— START Input for this task —

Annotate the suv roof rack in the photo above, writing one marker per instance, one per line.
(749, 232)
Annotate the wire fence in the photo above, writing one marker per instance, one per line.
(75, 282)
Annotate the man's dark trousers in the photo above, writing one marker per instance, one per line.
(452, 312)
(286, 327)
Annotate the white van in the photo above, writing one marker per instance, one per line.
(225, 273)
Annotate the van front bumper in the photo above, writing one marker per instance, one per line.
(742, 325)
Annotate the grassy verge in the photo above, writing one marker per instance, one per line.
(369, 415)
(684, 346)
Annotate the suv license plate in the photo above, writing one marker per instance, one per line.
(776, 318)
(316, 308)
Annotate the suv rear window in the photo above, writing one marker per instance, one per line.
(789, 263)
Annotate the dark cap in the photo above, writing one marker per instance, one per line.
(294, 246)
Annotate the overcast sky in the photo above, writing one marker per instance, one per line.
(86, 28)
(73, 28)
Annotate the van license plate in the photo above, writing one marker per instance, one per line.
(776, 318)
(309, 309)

— END Input for this task —

**Exercise**
Lay out every line of the entries above as a Markdown table with the columns n and Line, numbering each row and leaving out blank lines.

**Complete response**
| n | Line |
|---|---|
| 1 | Annotate the suv roof rack in the photo above, writing one marker per instance, one per line. |
| 2 | (749, 232) |
| 3 | Annotate the wire fence in the photo above, writing one marker per instance, one per line. |
| 4 | (75, 282) |
| 5 | Annotate the man's dark trousers in the photo above, writing one marker per instance, one per line. |
| 6 | (452, 312) |
| 7 | (286, 327) |
| 8 | Annotate the white van in the photo above, writing one marker per instance, one per line. |
| 9 | (225, 273) |
| 10 | Annotate the van front bumper in the photo above, writing one marker per instance, one per line. |
| 11 | (742, 325) |
| 12 | Annotate the grassy verge in the photo above, writing one marker per instance, one per line. |
| 13 | (369, 415) |
| 14 | (684, 346) |
| 15 | Annotate the suv license plate in the photo above, writing one marker per instance, one per line. |
| 16 | (776, 318) |
| 17 | (316, 308) |
| 18 | Annotate the suv rear window in the photo above, writing one marker per instance, one per line. |
| 19 | (789, 263) |
| 20 | Annotate the dark cap in the photo above, writing one marker per instance, one per line. |
| 21 | (294, 246) |
| 22 | Annotate the overcast sky in the photo above, writing one marker per instance, one per line. |
| 23 | (86, 28) |
| 24 | (73, 28) |
| 25 | Annotate the van license plate in the photo above, writing one marker per instance, one per line. |
| 26 | (776, 318) |
| 27 | (309, 309) |